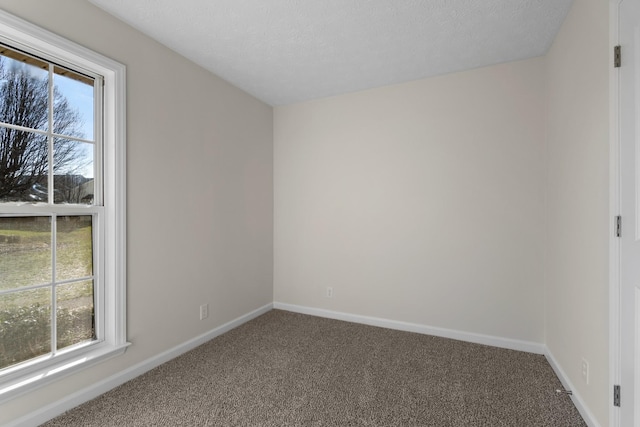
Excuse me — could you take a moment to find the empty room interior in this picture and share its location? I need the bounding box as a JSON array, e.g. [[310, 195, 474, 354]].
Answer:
[[0, 0, 613, 426]]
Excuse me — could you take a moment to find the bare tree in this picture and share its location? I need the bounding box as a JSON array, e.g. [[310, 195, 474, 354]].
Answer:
[[0, 59, 83, 201]]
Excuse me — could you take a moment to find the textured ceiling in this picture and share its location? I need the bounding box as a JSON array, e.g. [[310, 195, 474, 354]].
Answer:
[[89, 0, 572, 105]]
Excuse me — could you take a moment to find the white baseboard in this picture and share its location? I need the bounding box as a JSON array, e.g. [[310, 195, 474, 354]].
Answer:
[[544, 348, 600, 427], [273, 302, 546, 354], [5, 304, 273, 427]]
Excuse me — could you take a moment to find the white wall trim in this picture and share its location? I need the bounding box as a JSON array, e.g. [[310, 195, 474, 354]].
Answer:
[[273, 302, 546, 354], [544, 349, 601, 427], [6, 304, 273, 427]]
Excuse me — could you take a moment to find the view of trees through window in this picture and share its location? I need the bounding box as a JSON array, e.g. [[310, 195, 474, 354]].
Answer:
[[0, 46, 96, 370]]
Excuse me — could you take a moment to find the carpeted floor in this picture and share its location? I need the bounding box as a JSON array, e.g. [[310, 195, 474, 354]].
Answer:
[[44, 310, 586, 427]]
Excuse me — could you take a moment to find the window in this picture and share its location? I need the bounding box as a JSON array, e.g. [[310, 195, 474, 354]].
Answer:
[[0, 11, 127, 401]]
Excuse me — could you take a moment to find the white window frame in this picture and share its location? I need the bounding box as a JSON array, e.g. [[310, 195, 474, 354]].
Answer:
[[0, 10, 129, 404]]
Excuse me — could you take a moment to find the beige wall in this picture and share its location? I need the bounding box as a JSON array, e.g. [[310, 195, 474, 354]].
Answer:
[[0, 0, 273, 424], [545, 0, 612, 426], [274, 58, 544, 343]]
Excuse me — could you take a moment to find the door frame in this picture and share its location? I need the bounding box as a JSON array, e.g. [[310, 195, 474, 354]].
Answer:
[[608, 0, 623, 427]]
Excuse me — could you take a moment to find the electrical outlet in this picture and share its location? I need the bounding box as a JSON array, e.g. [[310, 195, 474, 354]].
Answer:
[[200, 304, 209, 320], [580, 359, 589, 385]]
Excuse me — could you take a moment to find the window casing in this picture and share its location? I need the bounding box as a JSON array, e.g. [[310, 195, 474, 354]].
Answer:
[[0, 11, 128, 402]]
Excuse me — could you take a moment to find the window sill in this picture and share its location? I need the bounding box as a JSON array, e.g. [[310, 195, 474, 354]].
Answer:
[[0, 343, 130, 404]]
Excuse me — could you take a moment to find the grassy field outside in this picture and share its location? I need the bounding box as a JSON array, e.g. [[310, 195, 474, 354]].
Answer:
[[0, 216, 93, 369]]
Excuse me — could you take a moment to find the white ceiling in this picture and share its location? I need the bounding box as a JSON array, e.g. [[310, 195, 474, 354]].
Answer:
[[89, 0, 572, 106]]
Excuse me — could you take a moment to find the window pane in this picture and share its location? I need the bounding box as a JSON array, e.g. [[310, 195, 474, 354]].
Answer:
[[0, 127, 49, 202], [0, 216, 52, 289], [0, 288, 51, 369], [53, 67, 93, 140], [53, 138, 94, 204], [56, 215, 93, 282], [0, 47, 49, 130], [56, 280, 93, 349]]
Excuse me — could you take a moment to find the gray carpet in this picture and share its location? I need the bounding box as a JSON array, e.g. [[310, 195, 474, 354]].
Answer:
[[44, 310, 586, 427]]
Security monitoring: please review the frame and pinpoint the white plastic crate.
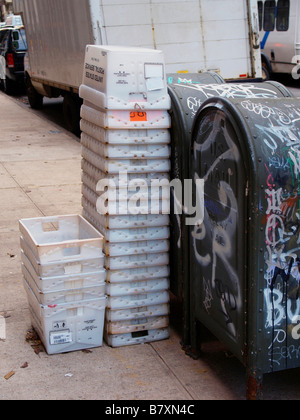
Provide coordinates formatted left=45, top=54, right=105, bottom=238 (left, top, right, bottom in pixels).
left=106, top=279, right=170, bottom=297
left=82, top=172, right=170, bottom=200
left=107, top=265, right=170, bottom=283
left=80, top=104, right=171, bottom=130
left=105, top=303, right=170, bottom=322
left=22, top=266, right=106, bottom=306
left=79, top=79, right=171, bottom=111
left=104, top=328, right=170, bottom=347
left=80, top=119, right=171, bottom=146
left=81, top=133, right=171, bottom=159
left=20, top=237, right=104, bottom=277
left=82, top=201, right=170, bottom=229
left=25, top=280, right=107, bottom=355
left=19, top=215, right=104, bottom=264
left=82, top=146, right=171, bottom=175
left=103, top=226, right=170, bottom=243
left=104, top=239, right=170, bottom=257
left=105, top=252, right=170, bottom=270
left=82, top=184, right=171, bottom=217
left=80, top=45, right=170, bottom=109
left=82, top=180, right=170, bottom=205
left=104, top=316, right=169, bottom=335
left=107, top=290, right=170, bottom=310
left=21, top=253, right=106, bottom=293
left=81, top=159, right=170, bottom=188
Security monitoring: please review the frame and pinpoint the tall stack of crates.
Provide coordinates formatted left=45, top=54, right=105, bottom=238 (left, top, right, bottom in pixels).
left=19, top=215, right=107, bottom=354
left=80, top=46, right=171, bottom=347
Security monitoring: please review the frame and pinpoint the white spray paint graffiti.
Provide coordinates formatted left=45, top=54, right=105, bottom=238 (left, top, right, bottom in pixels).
left=242, top=100, right=300, bottom=368
left=0, top=55, right=6, bottom=80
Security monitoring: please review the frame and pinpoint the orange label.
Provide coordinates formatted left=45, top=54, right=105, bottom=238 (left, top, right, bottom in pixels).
left=130, top=112, right=147, bottom=121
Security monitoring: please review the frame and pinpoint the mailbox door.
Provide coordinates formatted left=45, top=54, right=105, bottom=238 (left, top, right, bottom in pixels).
left=190, top=105, right=248, bottom=360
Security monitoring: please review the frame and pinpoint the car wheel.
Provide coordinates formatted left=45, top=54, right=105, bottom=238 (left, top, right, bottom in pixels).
left=63, top=94, right=82, bottom=137
left=26, top=85, right=44, bottom=109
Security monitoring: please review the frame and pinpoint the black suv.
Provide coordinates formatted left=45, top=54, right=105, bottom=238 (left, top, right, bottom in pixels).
left=0, top=26, right=27, bottom=93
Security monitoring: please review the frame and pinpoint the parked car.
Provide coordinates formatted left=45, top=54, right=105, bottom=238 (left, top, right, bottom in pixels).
left=0, top=26, right=27, bottom=94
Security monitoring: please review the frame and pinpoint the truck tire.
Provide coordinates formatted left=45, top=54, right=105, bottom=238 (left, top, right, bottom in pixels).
left=63, top=94, right=82, bottom=137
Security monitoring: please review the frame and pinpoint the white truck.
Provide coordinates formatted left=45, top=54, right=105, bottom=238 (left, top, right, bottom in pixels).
left=258, top=0, right=300, bottom=79
left=13, top=0, right=262, bottom=132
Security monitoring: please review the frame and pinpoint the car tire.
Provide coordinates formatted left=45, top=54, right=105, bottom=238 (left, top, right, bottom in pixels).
left=26, top=85, right=44, bottom=109
left=2, top=78, right=14, bottom=95
left=63, top=94, right=82, bottom=137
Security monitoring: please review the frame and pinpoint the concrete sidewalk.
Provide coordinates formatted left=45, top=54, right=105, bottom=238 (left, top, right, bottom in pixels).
left=0, top=93, right=300, bottom=401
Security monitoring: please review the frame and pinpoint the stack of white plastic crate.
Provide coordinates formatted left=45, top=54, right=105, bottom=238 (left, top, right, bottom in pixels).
left=19, top=215, right=107, bottom=354
left=80, top=46, right=170, bottom=347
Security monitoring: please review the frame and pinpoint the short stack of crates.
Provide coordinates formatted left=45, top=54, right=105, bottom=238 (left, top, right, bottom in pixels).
left=19, top=215, right=107, bottom=354
left=80, top=46, right=171, bottom=347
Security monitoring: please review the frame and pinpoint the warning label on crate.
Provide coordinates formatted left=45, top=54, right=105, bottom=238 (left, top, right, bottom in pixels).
left=130, top=112, right=148, bottom=121
left=50, top=330, right=72, bottom=346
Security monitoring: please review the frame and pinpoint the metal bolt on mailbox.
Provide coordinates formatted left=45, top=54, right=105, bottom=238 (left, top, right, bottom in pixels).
left=190, top=98, right=300, bottom=399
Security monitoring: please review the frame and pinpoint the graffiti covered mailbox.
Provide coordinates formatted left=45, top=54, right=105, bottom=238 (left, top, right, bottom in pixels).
left=190, top=98, right=300, bottom=399
left=168, top=77, right=292, bottom=346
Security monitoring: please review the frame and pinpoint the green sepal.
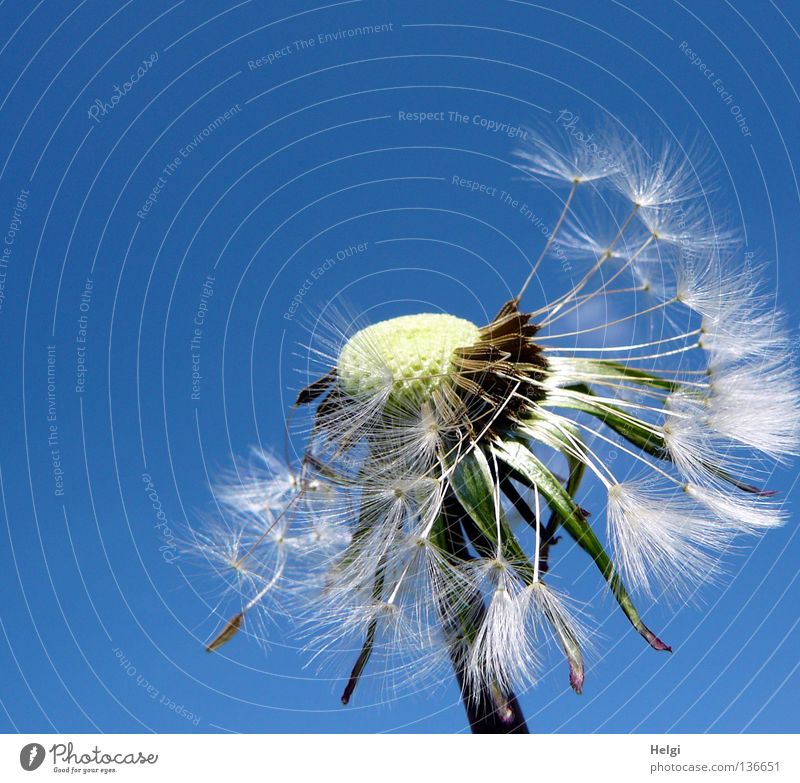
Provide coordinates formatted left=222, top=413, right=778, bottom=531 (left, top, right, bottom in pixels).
left=492, top=440, right=671, bottom=651
left=541, top=383, right=770, bottom=495
left=451, top=448, right=533, bottom=584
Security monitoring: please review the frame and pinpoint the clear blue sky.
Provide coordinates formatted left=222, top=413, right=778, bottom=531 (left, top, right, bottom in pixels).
left=0, top=0, right=800, bottom=732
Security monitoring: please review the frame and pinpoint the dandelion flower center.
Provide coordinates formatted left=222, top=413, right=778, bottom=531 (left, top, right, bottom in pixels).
left=337, top=313, right=479, bottom=403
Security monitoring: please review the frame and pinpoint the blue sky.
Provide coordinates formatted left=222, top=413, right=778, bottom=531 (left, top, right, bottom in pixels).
left=0, top=0, right=800, bottom=732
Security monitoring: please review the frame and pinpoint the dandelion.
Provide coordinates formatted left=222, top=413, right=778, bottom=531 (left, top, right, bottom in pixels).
left=191, top=122, right=800, bottom=732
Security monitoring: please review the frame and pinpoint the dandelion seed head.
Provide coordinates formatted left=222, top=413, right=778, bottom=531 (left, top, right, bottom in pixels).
left=337, top=313, right=478, bottom=403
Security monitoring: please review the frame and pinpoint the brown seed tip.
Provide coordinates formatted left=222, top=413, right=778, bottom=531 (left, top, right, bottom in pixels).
left=206, top=612, right=244, bottom=652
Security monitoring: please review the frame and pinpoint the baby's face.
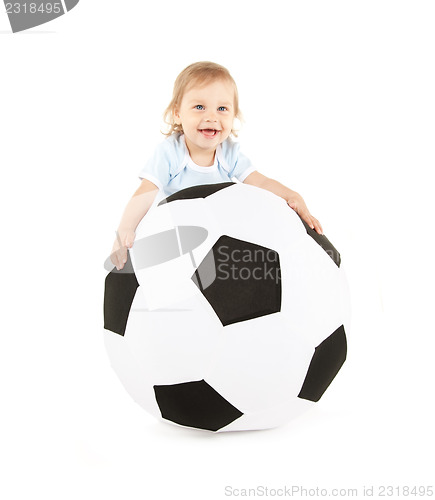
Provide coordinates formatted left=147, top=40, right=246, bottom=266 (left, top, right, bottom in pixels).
left=174, top=80, right=234, bottom=156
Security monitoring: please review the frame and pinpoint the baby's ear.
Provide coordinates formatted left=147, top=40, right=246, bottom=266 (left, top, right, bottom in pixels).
left=172, top=108, right=181, bottom=125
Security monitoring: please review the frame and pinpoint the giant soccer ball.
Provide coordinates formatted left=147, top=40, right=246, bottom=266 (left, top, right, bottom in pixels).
left=104, top=183, right=349, bottom=432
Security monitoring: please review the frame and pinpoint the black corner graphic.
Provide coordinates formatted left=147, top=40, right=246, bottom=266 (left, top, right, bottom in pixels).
left=4, top=0, right=79, bottom=33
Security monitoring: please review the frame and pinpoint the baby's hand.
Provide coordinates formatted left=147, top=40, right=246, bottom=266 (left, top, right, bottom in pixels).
left=287, top=191, right=323, bottom=234
left=110, top=229, right=136, bottom=271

⁂

Scale the entries from the line with "the white window" to the line with "[[0, 10, 129, 404]]", both lines included. Reproduce those lines with their requests, multiply each bounding-box coordinate in the answers by 1.35, and round to whole numbers with halves rounded up, leaving the requests and their sample arrays unchanged.

_RESPONSE TO THE TASK_:
Excuse me — could you take a moment to find the white window frame in this picture and share its location? I need the bounding box as a JSON array, e.g. [[310, 195, 474, 354]].
Answer:
[[0, 14, 174, 545]]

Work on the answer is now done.